▸ **PETUNJUK**:
A: Jawab pertanyaan berikut berdasarkan teks tentang nilai keagamaan anak usia dini, masing-masing pada barisnya sendiri:
(i) Ada berapa tahapan yang disebutkan?
(ii) Tahapan apa yang disebut paling akhir dalam daftar tersebut?
(iii) Apa padanan bahasa Indonesia untuk "Unreflective" pada judul bagian?
B: Teruskan teks tentang nilai keagamaan anak usia dini setelah judul bagian terakhirnya dengan menguraikan tahap unreflective.

▸ **TEKS SUMBER**:
==========

Tahapan Perkembangan Pembelajaran Nilai Keagamaan Anak Usia Dini
Mari kita lanjutkan diskusi kita tentang bagaimana ananda yang sudah memasuki usia taman-kanak-kanak mulai mengenal dan memahami nilai-nilai agama. Berikut ini 5 kemungkinan tentang tahapan perkembangan dan pemahaman ketika anak diperkenalkan tentang nilai keagamaan, ada 5 tahapan nih Super Parents, diantaranya yaitu unreflective, egocentris, misunderstand-verbalis, ritualis, dan imitative.
Tahap Unreflective (Tanpa Refleksi)

==========

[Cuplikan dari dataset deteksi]
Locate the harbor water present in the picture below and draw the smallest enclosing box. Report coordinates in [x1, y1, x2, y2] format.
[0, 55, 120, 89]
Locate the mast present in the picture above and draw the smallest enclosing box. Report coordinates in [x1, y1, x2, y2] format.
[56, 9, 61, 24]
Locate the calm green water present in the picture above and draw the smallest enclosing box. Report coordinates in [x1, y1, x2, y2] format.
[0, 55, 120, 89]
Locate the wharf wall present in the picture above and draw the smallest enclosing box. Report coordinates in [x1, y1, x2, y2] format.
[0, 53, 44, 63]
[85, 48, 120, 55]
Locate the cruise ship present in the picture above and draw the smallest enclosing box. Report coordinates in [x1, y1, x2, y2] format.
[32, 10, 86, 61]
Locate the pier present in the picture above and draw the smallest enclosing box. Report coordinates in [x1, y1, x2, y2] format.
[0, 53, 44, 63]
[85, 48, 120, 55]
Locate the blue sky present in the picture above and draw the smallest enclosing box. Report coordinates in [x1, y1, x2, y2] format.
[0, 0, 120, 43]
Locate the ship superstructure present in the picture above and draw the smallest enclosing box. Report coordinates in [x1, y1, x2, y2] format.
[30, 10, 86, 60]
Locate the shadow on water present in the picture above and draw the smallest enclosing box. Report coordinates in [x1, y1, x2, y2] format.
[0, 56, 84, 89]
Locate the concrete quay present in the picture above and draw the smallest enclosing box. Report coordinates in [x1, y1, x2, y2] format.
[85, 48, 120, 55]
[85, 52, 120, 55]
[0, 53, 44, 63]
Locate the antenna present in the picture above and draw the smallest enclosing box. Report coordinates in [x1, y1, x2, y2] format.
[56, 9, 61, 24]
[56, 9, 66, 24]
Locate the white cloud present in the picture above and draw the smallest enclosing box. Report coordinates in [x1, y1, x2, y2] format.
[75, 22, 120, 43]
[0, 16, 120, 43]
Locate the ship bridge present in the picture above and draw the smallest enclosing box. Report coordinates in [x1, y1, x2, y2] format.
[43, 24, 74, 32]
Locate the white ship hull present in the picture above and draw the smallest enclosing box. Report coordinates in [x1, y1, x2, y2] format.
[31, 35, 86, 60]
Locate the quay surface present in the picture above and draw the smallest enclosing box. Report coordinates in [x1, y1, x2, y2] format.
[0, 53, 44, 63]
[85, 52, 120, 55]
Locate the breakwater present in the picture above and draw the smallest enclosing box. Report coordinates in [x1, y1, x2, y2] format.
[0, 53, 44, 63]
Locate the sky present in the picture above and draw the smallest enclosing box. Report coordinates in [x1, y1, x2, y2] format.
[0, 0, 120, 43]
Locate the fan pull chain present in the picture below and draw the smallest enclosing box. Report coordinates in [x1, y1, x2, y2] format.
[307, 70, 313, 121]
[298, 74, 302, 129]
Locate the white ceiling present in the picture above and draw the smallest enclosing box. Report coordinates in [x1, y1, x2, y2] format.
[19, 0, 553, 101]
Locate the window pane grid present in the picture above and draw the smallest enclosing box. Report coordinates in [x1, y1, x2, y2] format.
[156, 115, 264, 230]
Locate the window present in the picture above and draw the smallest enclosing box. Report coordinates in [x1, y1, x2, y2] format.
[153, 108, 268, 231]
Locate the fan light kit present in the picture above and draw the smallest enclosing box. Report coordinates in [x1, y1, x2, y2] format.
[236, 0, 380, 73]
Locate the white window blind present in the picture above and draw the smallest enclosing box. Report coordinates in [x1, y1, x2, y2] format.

==========

▸ **JAWABAN BERURUTAN**:
A:
(i) Lima tahapan.
(ii) Imitative.
(iii) Tanpa Refleksi.

B:
John Echol (1995) Memaknai istilah reflektif sebagai tidak mendalam. Pada tahapan ini, anak belum memiliki kemampuan untuk menyaring informasi keagamaan yang mereka dapatkan secara mendalam. Mereka belum bisa merenungkan. Mereka akan menerima informasi sesuai dengan pikiran polos mereka. Kalau orang tua bilang "Tuhan selalu melihat kita", bisa saja Ananda berimajinasi Tuhan adalah sesosok makhluk yang memiliki mata besar dan mengawasi terus.
Ketika Super Parents bercerita tentang keindahan surga, bisa jadi dalam benak Ananda akan terbayang bahwa surga adalah suatu tempat yang dipenuhi dengan aneka coklat, permen dan juga puding. Atau hal lainnya sesuai dengan apa yang Ananda sukai dan gandrungi.
Untuk itu pada tahapan ini pemberian pengetahuan keagamaan masih dalam konteks yang sederhana. Jangan sekali-kali kita menakut-nakuti Ananda dengan ungkapan,"Nanti masuk neraka lho!". Fokus saja dulu ke hal-hal dasar seperti, "Tuhan sayang kita" atau "Berbuat baik itu penting".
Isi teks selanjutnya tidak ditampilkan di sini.